WORK TO DO => Rewrite the passage on Crimea starting with "There are now" and going on through "well beyond Crimea.", putting "eastern frontier" in place of "eastern border".

SOURCE EXCERPT =>

On Saturday, Russian troops reportedly stormed a Ukrainian airbase in Crimea. Interim Ukrainian President Oleksandr Turchynov said one of his air force commanders, Col. Yuliy Mamchur, was “abducted” by Russian forces. It was the last key Ukrainian military facility in Crimea that was turned over to pro-Russian forces.

There are now an estimated 20,000 Russian forces, including infantry, airmen and special operation forces, stationed along Ukraine’s eastern border with Russia. Authorities in several Baltic countries have expressed fear that Moscow’s intentions go well beyond Crimea.

The U.S. and European Union have since imposed sanctions on Russia. Putin has pointed to a recent, controversial referendum, in which Crimea voted overwhelmingly to join Russia and secede from Ukraine. The White House has contended the vote is contrary to Ukraine’s constitution and was administered under threats of intimidation and violence.

House Intelligence Committee Chairman Mike Rogers said on Sunday that the U.S. should send small arms and radio equipment to the Ukrainian army so it can defend itself in the event of an invasion.

“I think that sends a very clear message,” he said on NBC’s Meet The PressRogers, who gave the interview from the Georgian capital of Tblisi – a country that Russian forces invaded in 2008 – said both U.S. intelligence officials and Ukraine believe “Putin is not done in Ukraine.”

[Segmentation labeling entries]

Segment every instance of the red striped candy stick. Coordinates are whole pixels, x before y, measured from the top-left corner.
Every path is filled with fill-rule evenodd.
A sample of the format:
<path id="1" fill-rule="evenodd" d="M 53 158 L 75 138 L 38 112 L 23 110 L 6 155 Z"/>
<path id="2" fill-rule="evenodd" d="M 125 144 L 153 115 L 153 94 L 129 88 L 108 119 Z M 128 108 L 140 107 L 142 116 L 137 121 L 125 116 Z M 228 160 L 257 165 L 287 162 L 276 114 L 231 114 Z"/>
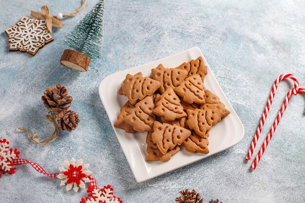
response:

ANSWER FOR THE TASK =>
There are now an estimated 20,000 Russian forces, including infantry, airmen and special operation forces, stationed along Ukraine’s eastern frontier with Russia. Authorities in several Baltic countries have expressed fear that Moscow’s intentions go well beyond Crimea.